→ **Work to do**:
Quote, without any change, the line that contains "Target: collared shirt" and all lines that follow it to the end of the data below.
════════════════════
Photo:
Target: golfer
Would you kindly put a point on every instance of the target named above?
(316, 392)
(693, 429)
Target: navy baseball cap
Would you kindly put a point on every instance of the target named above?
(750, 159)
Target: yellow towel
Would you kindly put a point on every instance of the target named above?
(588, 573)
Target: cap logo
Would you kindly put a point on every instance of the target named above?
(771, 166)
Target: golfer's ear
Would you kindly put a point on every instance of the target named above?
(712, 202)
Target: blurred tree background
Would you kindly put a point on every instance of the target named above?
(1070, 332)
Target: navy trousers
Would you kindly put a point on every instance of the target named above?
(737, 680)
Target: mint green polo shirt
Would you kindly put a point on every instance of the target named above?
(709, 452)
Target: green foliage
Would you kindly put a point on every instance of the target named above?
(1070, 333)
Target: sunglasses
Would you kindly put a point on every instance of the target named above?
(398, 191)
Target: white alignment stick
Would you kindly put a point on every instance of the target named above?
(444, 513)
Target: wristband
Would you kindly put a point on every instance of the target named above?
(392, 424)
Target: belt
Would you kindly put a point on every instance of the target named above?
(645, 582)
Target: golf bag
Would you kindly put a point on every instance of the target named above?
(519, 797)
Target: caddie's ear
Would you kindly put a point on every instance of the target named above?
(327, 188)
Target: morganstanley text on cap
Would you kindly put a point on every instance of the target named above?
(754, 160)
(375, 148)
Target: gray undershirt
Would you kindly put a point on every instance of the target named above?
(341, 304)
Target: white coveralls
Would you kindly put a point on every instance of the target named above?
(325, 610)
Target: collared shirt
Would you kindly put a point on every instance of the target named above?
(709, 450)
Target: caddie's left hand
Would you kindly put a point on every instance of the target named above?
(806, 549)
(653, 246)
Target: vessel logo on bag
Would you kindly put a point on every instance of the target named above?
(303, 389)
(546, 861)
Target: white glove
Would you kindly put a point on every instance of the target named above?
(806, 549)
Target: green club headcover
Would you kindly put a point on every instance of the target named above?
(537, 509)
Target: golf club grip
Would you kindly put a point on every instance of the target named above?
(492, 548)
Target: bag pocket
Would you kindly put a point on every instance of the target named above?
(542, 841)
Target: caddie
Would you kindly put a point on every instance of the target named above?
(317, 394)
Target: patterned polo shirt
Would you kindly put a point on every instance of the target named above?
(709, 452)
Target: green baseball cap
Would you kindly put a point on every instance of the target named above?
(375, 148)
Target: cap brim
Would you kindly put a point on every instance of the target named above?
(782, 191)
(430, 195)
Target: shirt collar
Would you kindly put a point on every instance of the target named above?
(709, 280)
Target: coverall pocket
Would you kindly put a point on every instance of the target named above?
════════════════════
→ **The reply**:
Target: collared shirt
Would you kindly put a point on every instance of the target named above?
(709, 450)
Target: caddie's left hand
Would you kindly put a point on every instance of the target named above?
(806, 549)
(653, 246)
Target: vessel logo on bag
Would you kindly put a point on every instance of the target named above?
(303, 389)
(546, 861)
Target: white glove
Would you kindly put a point on every instance of the target named above?
(806, 549)
Target: green club headcover
Would you kindly put a point on every instance of the target named above?
(537, 509)
Target: golf club grip
Would you kindly put a point on every instance of the target named above?
(492, 548)
Target: bag pocket
Would you kindly put a point on every instance of the target named above?
(542, 841)
Target: caddie
Would you kindly put a point on every instance of the target named above?
(317, 394)
Target: patterned polo shirt
Would you kindly put a point on every instance of the target named above?
(709, 452)
Target: green baseball cap
Would you kindly put a point on every instance of the target named above?
(375, 148)
Target: cap brim
Would you kindly put a point on every instance of the target named above?
(782, 191)
(430, 195)
Target: shirt collar
Would you kindly put a point on every instance of the target named above?
(709, 280)
Target: coverall pocket
Would you kindly put a point on every instance of the target named above?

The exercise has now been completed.